## TASK INSTRUCTIONS
a) List each point the reviewer makes in the comment in the code review thread that begins "I don't understand why you put these tests in integration tests."
b) In the code review thread, which commit is given as the one where the tests were moved?
c) Continue the code review thread from its last comment.
----- PROVIDED TEXT -----
There was a problem hiding this comment.
More tests added in 16c81e0 - let me know if you feel something is missing!
There was a problem hiding this comment.
I don't understand why you put these tests in integration tests. We should gradually remove this integration tests, so we should not do this unnecessary we have no other choice. These tests are almost all about arrow readers, why not put them in arrow module?
There was a problem hiding this comment.
Moved in fd6a91b
I had put these in integration_tests because they were genuinely Spark integration tests (reading real Spark-written variant data end-to-end through the REST catalog), and I wasn't aware we're trying to phase that suite out. Now that I know, I've moved them.
----- INFORMATION SHOWN -----
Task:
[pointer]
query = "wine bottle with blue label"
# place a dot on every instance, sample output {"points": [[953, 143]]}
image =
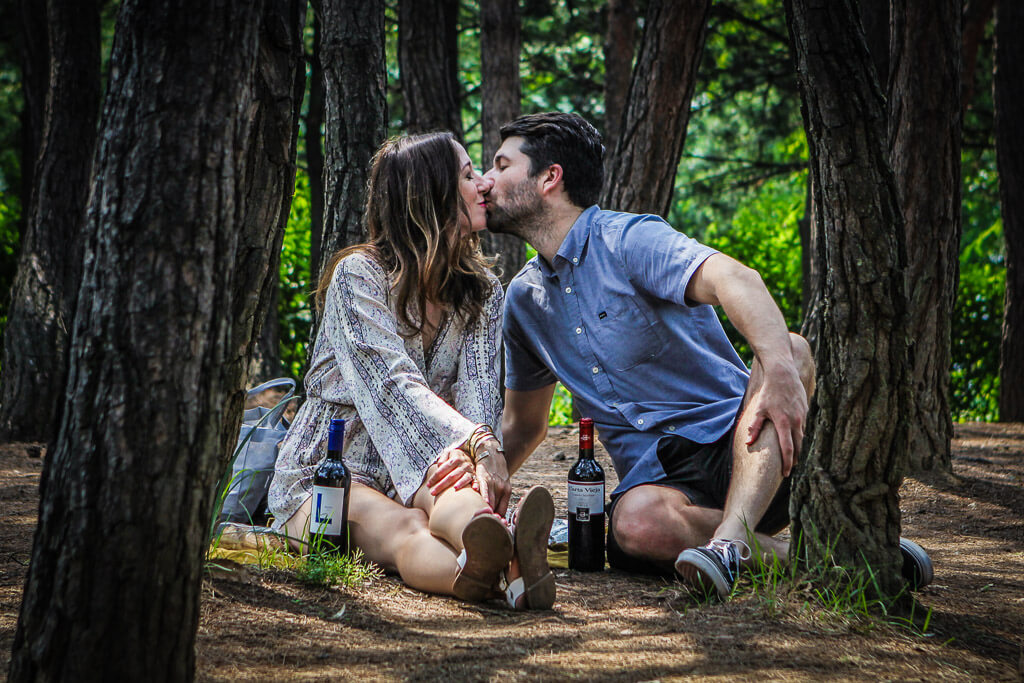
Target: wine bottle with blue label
{"points": [[329, 519]]}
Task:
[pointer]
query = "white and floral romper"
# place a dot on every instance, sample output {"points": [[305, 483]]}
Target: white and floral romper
{"points": [[402, 404]]}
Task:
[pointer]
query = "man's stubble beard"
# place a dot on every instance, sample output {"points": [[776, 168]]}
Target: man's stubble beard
{"points": [[521, 215]]}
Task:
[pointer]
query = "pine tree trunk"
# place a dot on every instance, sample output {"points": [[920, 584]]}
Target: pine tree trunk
{"points": [[640, 174], [620, 40], [846, 491], [1009, 87], [977, 14], [428, 60], [176, 269], [35, 340], [354, 75], [314, 148], [925, 151], [35, 61], [500, 44]]}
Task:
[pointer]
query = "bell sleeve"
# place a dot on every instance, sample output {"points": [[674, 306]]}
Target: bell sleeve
{"points": [[407, 422]]}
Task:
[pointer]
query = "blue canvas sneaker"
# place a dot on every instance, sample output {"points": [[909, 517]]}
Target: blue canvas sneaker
{"points": [[918, 568], [715, 566]]}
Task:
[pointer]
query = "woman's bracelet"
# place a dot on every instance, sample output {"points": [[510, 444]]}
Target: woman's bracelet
{"points": [[480, 434]]}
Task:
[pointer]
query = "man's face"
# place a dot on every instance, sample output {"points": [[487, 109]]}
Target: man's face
{"points": [[513, 202]]}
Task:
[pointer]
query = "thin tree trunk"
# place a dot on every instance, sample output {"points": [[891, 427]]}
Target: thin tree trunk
{"points": [[846, 492], [428, 61], [925, 150], [35, 344], [1009, 89], [35, 56], [640, 174], [314, 147], [354, 76], [176, 271], [977, 14], [620, 40], [500, 45]]}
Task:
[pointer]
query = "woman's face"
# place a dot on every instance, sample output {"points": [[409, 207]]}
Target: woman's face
{"points": [[472, 185]]}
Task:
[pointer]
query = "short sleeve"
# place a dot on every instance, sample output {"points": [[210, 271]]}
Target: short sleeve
{"points": [[524, 371], [659, 260]]}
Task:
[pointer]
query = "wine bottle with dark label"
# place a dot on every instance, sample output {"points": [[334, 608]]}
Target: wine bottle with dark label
{"points": [[586, 508], [329, 519]]}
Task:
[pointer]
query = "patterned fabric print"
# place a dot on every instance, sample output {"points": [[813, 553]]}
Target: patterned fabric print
{"points": [[402, 404]]}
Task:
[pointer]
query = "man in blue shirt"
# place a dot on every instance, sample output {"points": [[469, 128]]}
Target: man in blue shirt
{"points": [[619, 307]]}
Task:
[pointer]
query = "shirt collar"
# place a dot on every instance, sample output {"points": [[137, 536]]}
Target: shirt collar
{"points": [[576, 241]]}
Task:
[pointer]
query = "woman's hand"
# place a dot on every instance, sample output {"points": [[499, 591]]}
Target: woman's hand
{"points": [[455, 470], [493, 476]]}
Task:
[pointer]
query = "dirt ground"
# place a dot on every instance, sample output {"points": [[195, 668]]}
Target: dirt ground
{"points": [[610, 626]]}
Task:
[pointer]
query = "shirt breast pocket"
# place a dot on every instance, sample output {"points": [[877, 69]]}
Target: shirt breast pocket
{"points": [[626, 336]]}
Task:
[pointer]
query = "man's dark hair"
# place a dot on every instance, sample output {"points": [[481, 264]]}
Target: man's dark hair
{"points": [[566, 139]]}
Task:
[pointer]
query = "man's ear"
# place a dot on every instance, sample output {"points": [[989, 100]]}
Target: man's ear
{"points": [[551, 179]]}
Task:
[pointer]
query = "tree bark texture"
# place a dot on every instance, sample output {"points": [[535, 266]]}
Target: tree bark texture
{"points": [[1009, 91], [875, 17], [34, 51], [314, 146], [640, 174], [925, 134], [280, 86], [500, 45], [177, 263], [977, 14], [428, 61], [35, 341], [354, 76], [846, 491], [620, 40]]}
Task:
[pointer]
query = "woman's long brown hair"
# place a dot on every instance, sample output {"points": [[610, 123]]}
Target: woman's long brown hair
{"points": [[412, 217]]}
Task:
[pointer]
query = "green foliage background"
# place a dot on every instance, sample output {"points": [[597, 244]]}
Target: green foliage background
{"points": [[740, 183]]}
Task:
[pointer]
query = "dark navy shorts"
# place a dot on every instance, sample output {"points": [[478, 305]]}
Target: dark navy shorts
{"points": [[701, 472]]}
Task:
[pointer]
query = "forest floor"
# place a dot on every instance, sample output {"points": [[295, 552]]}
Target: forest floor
{"points": [[264, 625]]}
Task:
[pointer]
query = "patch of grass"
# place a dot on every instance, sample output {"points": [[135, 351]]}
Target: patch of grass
{"points": [[836, 593], [331, 569]]}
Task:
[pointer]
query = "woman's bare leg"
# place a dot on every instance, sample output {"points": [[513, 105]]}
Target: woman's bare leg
{"points": [[393, 537]]}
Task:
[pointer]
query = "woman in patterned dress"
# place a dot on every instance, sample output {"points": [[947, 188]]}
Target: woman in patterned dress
{"points": [[408, 354]]}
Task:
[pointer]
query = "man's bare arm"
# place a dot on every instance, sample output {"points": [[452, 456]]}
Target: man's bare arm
{"points": [[742, 295], [524, 423]]}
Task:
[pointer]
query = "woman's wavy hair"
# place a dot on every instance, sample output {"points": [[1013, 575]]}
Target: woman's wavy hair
{"points": [[412, 219]]}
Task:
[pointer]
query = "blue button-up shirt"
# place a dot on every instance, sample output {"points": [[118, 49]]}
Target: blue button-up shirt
{"points": [[609, 318]]}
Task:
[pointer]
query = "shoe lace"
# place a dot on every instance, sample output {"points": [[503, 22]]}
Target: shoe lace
{"points": [[731, 554]]}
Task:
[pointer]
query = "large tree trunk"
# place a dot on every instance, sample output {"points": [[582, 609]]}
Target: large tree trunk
{"points": [[620, 39], [178, 261], [925, 152], [500, 44], [846, 493], [354, 75], [35, 344], [428, 61], [640, 174], [1009, 89]]}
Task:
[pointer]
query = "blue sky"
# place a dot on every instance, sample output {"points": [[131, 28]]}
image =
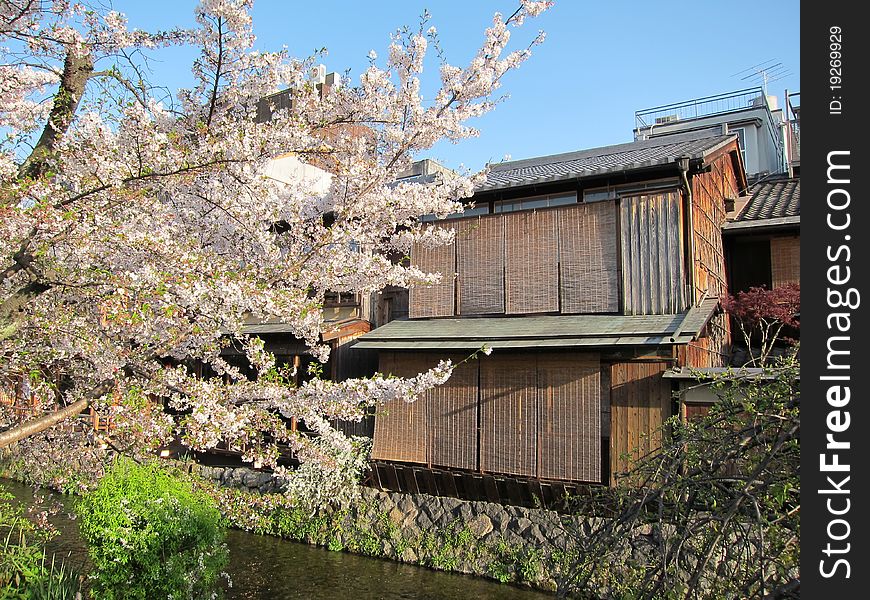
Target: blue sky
{"points": [[601, 61]]}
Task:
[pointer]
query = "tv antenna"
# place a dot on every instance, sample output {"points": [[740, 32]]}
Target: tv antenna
{"points": [[764, 72]]}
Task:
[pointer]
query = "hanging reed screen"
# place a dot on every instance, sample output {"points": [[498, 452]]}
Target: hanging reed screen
{"points": [[569, 401], [785, 261], [481, 265], [436, 300], [652, 254], [402, 428], [453, 417], [508, 413], [531, 267], [589, 276]]}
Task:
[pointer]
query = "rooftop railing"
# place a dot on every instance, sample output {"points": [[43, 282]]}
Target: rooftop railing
{"points": [[701, 107]]}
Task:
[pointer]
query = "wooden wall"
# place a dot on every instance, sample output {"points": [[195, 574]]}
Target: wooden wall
{"points": [[709, 191], [640, 402], [785, 260]]}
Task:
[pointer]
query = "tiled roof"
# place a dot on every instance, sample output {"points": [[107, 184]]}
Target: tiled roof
{"points": [[600, 161], [547, 331], [773, 200]]}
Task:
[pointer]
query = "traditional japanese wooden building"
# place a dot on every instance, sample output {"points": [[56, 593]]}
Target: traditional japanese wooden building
{"points": [[762, 235], [589, 274]]}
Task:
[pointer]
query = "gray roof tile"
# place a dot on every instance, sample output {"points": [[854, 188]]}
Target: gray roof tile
{"points": [[540, 331], [599, 161], [773, 200]]}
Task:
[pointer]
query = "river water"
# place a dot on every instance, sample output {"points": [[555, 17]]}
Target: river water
{"points": [[266, 568]]}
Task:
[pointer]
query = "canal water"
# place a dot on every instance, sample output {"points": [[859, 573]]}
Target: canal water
{"points": [[267, 568]]}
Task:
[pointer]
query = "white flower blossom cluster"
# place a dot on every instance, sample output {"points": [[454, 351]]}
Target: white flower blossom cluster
{"points": [[141, 234]]}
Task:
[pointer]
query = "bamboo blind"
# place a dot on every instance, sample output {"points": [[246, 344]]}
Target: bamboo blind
{"points": [[401, 428], [587, 258], [785, 260], [436, 300], [508, 413], [481, 265], [569, 417], [640, 403], [453, 417], [531, 268], [652, 254]]}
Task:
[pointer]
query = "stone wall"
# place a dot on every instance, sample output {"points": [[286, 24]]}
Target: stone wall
{"points": [[508, 543]]}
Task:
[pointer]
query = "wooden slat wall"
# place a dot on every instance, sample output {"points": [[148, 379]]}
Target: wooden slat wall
-----
## FINAL RESULTS
a)
- The reviewer does not understand why the tests were put in integration tests.
- The integration tests should gradually be removed.
- Tests should not be added there unless there is no other choice.
- The tests are almost all about arrow readers.
- The tests should go in the arrow module instead.

b) fd6a91b

c)
Mitigation: the coverage is now in arrow/reader/projection.rs as self-contained unit tests over synthetic variant Parquet (full scan, variant-only, sibling-only, nested-in-struct) — they drive ArrowReader end-to-end (projection mask + decode), assert the id values and the variant metadata/value bytes round-trip exactly. read_variant.rs is deleted and the variant tables are removed from dev/spark/provision.py, so the PR no longer touches Spark provisioning at all.
The one thing we lose is the real cross-engine interop check. If we want that back later it's a single-commit revert, but I think the unit tests cover the reader logic that actually mattered here.
Longer term a cleaner interop source could be apache/parquet-testing (engine-agnostic, spec-canonical variant vectors) rather than Spark — I'd wire that in when we add variant value decoding / take on the #2546 annotation+shredding work, since that's what the corpus actually exercises.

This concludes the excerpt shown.